Work instructions ▸ Return the records below character for character.

◇ ◇ ◇ ◇ ◇

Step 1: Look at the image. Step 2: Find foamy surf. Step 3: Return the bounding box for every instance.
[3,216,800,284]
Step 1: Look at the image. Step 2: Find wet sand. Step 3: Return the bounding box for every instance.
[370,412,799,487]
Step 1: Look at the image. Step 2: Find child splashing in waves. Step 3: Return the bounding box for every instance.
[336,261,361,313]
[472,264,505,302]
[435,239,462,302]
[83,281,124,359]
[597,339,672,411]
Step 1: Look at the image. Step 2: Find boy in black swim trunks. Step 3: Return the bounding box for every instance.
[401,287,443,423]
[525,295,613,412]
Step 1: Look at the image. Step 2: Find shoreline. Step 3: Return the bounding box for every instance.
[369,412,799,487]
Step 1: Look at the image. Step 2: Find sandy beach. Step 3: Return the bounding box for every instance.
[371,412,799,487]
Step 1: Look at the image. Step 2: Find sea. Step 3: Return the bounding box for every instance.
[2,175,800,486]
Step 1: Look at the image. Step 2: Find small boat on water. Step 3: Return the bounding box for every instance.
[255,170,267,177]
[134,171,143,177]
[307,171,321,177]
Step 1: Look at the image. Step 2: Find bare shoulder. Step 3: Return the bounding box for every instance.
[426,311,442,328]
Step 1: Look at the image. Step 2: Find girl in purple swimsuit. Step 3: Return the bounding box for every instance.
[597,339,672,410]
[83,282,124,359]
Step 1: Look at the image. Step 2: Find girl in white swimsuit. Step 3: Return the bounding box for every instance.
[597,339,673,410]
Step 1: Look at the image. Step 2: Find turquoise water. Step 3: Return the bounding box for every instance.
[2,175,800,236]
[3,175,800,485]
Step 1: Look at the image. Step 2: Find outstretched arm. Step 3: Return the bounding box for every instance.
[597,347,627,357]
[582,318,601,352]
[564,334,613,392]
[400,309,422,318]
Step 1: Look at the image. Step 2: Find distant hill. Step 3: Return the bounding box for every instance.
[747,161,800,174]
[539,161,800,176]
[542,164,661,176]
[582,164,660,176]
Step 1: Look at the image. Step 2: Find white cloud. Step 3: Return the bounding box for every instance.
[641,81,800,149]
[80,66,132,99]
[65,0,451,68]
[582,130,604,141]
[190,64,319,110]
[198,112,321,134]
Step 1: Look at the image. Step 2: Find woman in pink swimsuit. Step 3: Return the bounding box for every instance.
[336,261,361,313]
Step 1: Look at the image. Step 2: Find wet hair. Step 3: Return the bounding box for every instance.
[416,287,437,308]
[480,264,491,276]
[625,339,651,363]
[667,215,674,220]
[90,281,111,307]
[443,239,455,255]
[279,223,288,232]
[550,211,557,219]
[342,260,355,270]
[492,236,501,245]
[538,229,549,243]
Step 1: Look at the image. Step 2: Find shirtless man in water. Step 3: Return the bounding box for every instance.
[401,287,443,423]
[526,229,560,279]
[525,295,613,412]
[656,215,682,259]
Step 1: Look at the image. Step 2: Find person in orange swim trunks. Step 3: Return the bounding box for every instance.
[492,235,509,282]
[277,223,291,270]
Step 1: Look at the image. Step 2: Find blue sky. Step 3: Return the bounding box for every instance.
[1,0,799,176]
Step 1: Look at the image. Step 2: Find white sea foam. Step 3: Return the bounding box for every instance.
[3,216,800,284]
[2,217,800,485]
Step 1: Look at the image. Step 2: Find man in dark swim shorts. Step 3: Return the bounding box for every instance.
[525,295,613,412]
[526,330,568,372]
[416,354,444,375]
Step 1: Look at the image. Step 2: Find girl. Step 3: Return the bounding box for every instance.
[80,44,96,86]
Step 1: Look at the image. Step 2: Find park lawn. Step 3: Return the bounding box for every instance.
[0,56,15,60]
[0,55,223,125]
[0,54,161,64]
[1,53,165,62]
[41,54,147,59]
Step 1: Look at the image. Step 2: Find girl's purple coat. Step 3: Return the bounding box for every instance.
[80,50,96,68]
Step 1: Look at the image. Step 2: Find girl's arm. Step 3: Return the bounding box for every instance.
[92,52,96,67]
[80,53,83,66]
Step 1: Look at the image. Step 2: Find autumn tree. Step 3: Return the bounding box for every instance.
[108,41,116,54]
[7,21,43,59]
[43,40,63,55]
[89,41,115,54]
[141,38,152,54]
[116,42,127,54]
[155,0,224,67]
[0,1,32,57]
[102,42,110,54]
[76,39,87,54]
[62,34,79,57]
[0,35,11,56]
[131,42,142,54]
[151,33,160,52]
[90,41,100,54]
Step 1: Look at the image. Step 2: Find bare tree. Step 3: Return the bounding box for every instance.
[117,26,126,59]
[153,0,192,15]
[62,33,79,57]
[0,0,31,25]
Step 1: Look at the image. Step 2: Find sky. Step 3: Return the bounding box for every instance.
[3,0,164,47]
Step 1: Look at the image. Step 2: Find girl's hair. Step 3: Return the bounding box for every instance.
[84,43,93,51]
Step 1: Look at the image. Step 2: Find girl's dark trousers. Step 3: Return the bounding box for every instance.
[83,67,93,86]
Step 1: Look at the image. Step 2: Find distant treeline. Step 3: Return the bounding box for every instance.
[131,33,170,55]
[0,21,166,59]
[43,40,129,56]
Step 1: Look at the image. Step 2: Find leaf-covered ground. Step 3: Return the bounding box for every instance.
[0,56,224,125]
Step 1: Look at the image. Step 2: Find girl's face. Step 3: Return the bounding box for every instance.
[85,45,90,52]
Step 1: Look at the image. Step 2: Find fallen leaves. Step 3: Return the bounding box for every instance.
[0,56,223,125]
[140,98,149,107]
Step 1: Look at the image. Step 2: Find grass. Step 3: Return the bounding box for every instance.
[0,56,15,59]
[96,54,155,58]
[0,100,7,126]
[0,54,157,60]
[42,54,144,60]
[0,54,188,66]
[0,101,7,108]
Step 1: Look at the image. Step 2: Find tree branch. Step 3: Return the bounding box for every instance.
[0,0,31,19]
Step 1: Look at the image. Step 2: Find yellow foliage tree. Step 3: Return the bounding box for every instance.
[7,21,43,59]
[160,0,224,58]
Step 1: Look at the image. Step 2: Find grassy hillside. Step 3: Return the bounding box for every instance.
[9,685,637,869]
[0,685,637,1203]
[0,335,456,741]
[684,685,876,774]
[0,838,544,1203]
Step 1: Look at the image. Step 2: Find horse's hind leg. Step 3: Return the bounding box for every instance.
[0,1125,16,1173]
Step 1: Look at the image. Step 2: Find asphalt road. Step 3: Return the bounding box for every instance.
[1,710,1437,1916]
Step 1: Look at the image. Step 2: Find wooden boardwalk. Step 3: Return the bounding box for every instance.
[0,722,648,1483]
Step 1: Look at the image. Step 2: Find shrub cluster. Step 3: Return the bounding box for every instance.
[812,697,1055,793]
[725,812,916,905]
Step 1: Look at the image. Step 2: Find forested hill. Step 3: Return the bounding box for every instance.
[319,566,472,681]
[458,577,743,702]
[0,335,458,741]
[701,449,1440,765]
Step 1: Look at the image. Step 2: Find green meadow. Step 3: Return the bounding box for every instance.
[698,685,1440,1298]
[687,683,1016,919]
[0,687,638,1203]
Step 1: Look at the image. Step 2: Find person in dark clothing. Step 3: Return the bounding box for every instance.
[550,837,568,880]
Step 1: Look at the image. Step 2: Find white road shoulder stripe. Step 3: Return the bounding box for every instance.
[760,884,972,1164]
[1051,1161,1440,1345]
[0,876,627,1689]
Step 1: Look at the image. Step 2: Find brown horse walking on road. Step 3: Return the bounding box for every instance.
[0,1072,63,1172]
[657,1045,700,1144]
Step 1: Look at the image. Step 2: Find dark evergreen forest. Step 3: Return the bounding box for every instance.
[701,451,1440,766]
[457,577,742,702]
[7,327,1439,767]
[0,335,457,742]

◇ ◇ ◇ ◇ ◇

Solved problem ▸
Step 1: Look at the image. Step 2: Find foamy surf. Step 3: Return the bounding box for every instance.
[3,216,800,284]
Step 1: Look at the image. Step 2: Find wet sand. Step 3: Return the bounding box for every instance.
[370,412,799,487]
Step 1: Look at the image. Step 2: Find child splashing in waves. Step 3: Return the bounding box for every instance.
[336,261,361,313]
[472,264,505,302]
[435,239,462,302]
[83,281,124,359]
[597,339,672,411]
Step 1: Look at the image. Step 2: Find boy in black swim trunks. Step 3: Return the bounding box for every instance.
[401,287,443,423]
[525,295,613,412]
Step 1: Look at the image. Step 2: Find shoreline. Step 3: Return the bounding box for every instance.
[369,412,799,487]
Step 1: Look at the image. Step 2: Find sandy beach. Step 3: Return the bounding box for every instance.
[371,412,799,487]
Step 1: Look at the image. Step 2: Find sea. Step 3: Return the bounding box for every instance.
[2,175,800,486]
Step 1: Look at the image. Step 2: Find small boat on water. Step 3: Return the bounding box for every instance.
[255,170,267,177]
[134,171,143,177]
[307,171,321,177]
Step 1: Look at the image. Step 2: Find bare shoulder. Step 3: Return the bounding box for every instance.
[426,311,442,328]
Step 1: Look at the image. Step 2: Find girl in purple swimsuit. Step 3: Return the bounding box for every instance.
[597,339,672,410]
[83,282,124,359]
Step 1: Look at the image. Step 2: Find girl in white swimsuit. Step 3: Return the bounding box for every instance.
[597,339,673,410]
Step 1: Look at the image. Step 2: Find turquoise water. Step 3: Return the bounding box for every instance.
[2,175,800,236]
[3,175,800,485]
Step 1: Look at the image. Step 2: Find outstretched arm. Step 3: Return the bounding box for every instance.
[597,347,627,357]
[582,318,601,352]
[564,334,613,392]
[400,309,422,318]
Step 1: Look at the image. Step 2: Find distant hill. Step 3: Return the bounding box for every instance.
[747,161,800,174]
[539,161,800,176]
[542,164,661,176]
[582,164,660,176]
Step 1: Look at the image. Step 2: Find white cloud. Step 3: Return the bounding box for every instance.
[641,81,800,149]
[80,66,132,99]
[65,0,451,68]
[582,130,604,141]
[190,64,319,110]
[198,112,321,134]
Step 1: Look at the image. Step 2: Find woman in pink swimsuit. Step 3: Return the bounding box for every instance.
[336,261,361,313]
Step 1: Look at the image. Step 2: Find wet hair. Step 3: Return the bounding box for every instance.
[416,287,437,308]
[480,264,491,276]
[625,339,651,363]
[667,215,674,220]
[90,281,111,307]
[443,239,455,255]
[279,223,288,232]
[550,211,557,219]
[342,260,355,270]
[492,236,501,245]
[538,229,549,243]
Step 1: Look at the image. Step 2: Find shirtless man in water. Step 3: Return the bounding box for every instance.
[401,287,443,423]
[526,229,560,279]
[525,295,613,412]
[656,215,682,259]
Step 1: Look at the image. Step 2: Find person in orange swim trunks. Step 3: Return the bounding box for every instance.
[492,235,509,282]
[277,223,291,270]
Step 1: Look at the image. Step 2: Find blue sky. Step 3: Return the bounding box for every instance.
[1,0,799,176]
Step 1: Look at the image. Step 2: Find white sea foam. Step 3: Return the bounding box for every instance.
[3,216,800,284]
[2,217,800,485]
Step 1: Look at the image. Step 2: Find man in dark swim shorts. Step 3: Return the bounding box for every instance.
[525,295,613,412]
[526,330,568,372]
[416,354,444,375]
Step 1: Look at the image. Step 2: Find girl. Step 3: Return the bounding box for every instance.
[80,44,96,86]
Step 1: Look at the image. Step 2: Find park lawn. Step 3: Return the bounding box for every instance.
[0,56,15,60]
[0,55,223,125]
[0,54,161,64]
[1,53,165,62]
[41,54,147,59]
Step 1: Look at the image. Step 2: Find girl's purple coat. Step 3: Return the bounding box for every instance.
[80,50,96,68]
Step 1: Look at the image. Step 2: Find girl's arm. Step 3: Return the bounding box for every instance.
[92,52,96,67]
[80,53,83,66]
Step 1: Look at the image. Step 2: Find autumn tree. Step 3: Return the bounding box for every instance.
[108,41,116,54]
[7,21,43,59]
[43,40,63,55]
[89,41,115,54]
[141,38,152,54]
[116,42,127,54]
[155,0,224,67]
[0,1,32,57]
[102,42,110,54]
[76,39,87,54]
[62,34,79,57]
[0,35,11,56]
[131,42,142,54]
[151,33,160,52]
[90,41,100,54]
Step 1: Look at the image. Step 2: Find bare tree. Step 3: Return the bounding box for every instance.
[117,26,126,59]
[153,0,192,15]
[62,33,79,57]
[0,0,31,25]
Step 1: Look at the image. Step 2: Find sky. Step 3: Return the bounding box for every instance.
[3,0,164,47]
Step 1: Look at the image. Step 2: Find girl's hair. Step 3: Return the bounding box for every instance.
[84,43,93,51]
Step 1: Look at the image. Step 2: Find girl's dark trousers. Step 3: Return the bounding box for every instance.
[83,67,93,86]
Step 1: Look at the image. Step 2: Find distant treeline. Step 3: Return the bounding box for every instance.
[131,33,170,55]
[0,21,166,59]
[43,40,129,56]
Step 1: Look at the image. Step 2: Find leaf-covered ground. Step 3: Return the bounding box for every instance.
[0,56,224,125]
Step 1: Look at the image. Step 2: Find girl's face. Step 3: Return the bounding box for every instance.
[85,45,90,52]
Step 1: Look at the image. Step 2: Find fallen leaves. Step 3: Return the bounding box for every instance.
[0,56,223,125]
[140,98,149,107]
Step 1: Look at the image. Step 2: Find grass. Step 3: Return the bounding box for every instance.
[0,56,15,59]
[96,54,155,58]
[0,100,7,126]
[0,54,157,60]
[42,54,144,60]
[0,54,188,66]
[0,101,7,108]
Step 1: Look at the image. Step 2: Find tree branch. Step 3: Return the bounding box for every instance.
[0,0,31,19]
Step 1: Look at the image. Step 2: Find yellow foliage tree. Step 3: Return the bounding box for every instance.
[7,21,43,59]
[160,0,224,58]
Step 1: Look at the image. Step 2: Find grassy hillside. Step 3: Return the bounding box for every instance.
[9,685,637,869]
[0,685,637,1203]
[0,335,456,741]
[684,685,876,774]
[0,838,544,1203]
Step 1: Look at the image. Step 2: Find horse's hind leg. Step 3: Return the bounding box for every instance.
[0,1125,16,1173]
Step 1: Look at the image. Step 2: Find asphalt road. Step 3: Return the bounding box for every instance.
[1,710,1437,1916]
Step 1: Look at the image. Step 2: Find wooden boardwalk. Step 3: Return the bounding box for every instance.
[0,722,648,1483]
Step 1: Look at the image. Step 2: Find shrub cluster. Step 3: Return the bounding box for every instance.
[812,697,1055,793]
[725,812,916,905]
Step 1: Look at the image. Step 2: Find forested hill. Step 3: Return the bounding box for every instance.
[319,566,472,681]
[458,577,743,702]
[0,335,458,741]
[701,449,1440,765]
Step 1: Look at the image. Step 2: Find green meadow. Step 3: Return the bounding box for every instance.
[698,685,1440,1298]
[687,683,1016,919]
[0,687,638,1203]
Step 1: Look at the image. Step 2: Find person in dark clothing. Step 3: Return the bounding box for every instance.
[550,837,568,880]
Step 1: Look at the image. Step 2: Find white road shoulder stripe. Step 3: Return the bounding box for every instance.
[760,884,972,1164]
[1051,1161,1440,1345]
[0,876,627,1689]
Step 1: Look at the image. Step 2: Find brown horse walking on road. Step 3: Return the bounding box for every instance.
[0,1072,63,1172]
[657,1045,700,1144]
Step 1: Look at the image. Step 2: Find dark evergreen forest. Step 3: Return the bounding box for every instance.
[701,451,1440,766]
[457,577,742,702]
[7,327,1439,767]
[0,335,457,742]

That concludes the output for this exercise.